# TASK DETAILS:
Which lines in the records below contain the word "carved"? Pull out and copy every such line, treating uppercase and lowercase as different.
>> Start EXTRACTED MATERIAL
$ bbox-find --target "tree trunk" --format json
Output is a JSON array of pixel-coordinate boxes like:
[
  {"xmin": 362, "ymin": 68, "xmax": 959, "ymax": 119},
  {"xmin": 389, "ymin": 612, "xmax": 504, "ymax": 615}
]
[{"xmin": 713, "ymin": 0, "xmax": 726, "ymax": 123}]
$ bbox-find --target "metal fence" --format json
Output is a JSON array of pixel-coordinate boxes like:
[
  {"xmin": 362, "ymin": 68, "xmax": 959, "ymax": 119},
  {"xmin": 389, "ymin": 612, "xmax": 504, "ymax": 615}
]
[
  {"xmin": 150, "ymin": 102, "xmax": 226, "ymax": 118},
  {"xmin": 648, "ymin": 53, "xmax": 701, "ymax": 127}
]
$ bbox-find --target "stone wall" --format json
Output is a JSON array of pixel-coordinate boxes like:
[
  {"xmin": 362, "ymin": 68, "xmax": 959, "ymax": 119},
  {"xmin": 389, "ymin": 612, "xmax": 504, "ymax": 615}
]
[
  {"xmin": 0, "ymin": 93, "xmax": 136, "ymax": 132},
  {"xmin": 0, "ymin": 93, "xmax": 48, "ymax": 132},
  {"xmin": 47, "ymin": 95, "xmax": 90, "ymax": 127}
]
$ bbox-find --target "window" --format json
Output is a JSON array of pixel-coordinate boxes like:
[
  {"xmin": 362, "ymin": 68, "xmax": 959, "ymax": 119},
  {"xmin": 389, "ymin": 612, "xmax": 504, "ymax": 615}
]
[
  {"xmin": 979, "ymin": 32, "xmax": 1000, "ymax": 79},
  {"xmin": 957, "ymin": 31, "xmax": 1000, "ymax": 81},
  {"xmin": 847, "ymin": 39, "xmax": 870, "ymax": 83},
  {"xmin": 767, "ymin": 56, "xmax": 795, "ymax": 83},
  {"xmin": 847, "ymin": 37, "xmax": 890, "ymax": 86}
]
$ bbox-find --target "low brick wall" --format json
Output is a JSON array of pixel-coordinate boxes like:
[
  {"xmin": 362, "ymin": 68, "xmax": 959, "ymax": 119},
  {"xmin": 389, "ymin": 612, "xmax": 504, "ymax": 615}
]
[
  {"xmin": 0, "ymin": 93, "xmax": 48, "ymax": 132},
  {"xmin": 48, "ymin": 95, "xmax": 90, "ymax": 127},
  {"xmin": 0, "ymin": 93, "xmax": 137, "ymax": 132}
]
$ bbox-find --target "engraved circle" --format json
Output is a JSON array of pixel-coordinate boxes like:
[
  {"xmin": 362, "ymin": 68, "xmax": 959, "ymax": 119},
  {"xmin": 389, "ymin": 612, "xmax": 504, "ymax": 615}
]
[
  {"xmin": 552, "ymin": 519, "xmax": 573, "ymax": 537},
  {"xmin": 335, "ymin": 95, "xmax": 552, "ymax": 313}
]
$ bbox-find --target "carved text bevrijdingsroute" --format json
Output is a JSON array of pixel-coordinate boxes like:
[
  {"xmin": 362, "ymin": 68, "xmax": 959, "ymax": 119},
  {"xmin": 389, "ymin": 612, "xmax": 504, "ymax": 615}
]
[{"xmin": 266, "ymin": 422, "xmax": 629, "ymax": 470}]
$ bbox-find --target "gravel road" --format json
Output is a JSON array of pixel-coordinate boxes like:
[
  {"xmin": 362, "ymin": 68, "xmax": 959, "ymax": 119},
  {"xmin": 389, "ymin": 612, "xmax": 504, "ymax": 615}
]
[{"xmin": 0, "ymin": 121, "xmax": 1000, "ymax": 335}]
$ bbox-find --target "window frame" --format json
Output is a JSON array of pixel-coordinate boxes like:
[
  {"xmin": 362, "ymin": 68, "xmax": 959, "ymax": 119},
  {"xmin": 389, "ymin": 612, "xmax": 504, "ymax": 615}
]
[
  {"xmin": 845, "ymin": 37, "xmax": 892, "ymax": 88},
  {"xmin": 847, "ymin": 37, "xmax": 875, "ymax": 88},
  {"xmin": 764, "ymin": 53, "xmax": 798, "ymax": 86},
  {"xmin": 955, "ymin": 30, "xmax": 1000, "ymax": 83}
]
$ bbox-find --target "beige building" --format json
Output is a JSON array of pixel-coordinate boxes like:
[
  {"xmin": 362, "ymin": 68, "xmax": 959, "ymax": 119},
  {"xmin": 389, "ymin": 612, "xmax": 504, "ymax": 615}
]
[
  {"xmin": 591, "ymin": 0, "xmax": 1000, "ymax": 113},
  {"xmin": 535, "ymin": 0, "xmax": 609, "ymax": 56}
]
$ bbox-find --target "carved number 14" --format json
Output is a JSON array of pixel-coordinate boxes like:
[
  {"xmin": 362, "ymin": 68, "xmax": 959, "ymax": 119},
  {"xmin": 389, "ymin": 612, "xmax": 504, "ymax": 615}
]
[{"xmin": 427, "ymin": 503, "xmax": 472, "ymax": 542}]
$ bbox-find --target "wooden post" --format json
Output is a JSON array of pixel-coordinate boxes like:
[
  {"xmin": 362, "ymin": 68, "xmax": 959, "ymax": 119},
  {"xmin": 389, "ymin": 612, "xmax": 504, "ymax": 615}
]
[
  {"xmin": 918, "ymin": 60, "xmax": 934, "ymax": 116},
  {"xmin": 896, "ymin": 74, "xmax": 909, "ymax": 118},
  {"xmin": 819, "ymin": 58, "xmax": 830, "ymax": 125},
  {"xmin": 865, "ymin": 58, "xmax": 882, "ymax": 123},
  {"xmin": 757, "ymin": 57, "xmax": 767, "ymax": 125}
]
>> End EXTRACTED MATERIAL
# RESULT:
$ bbox-find --target "carved text bevrijdingsroute" --format json
$ bbox-find --target "carved number 14" --format json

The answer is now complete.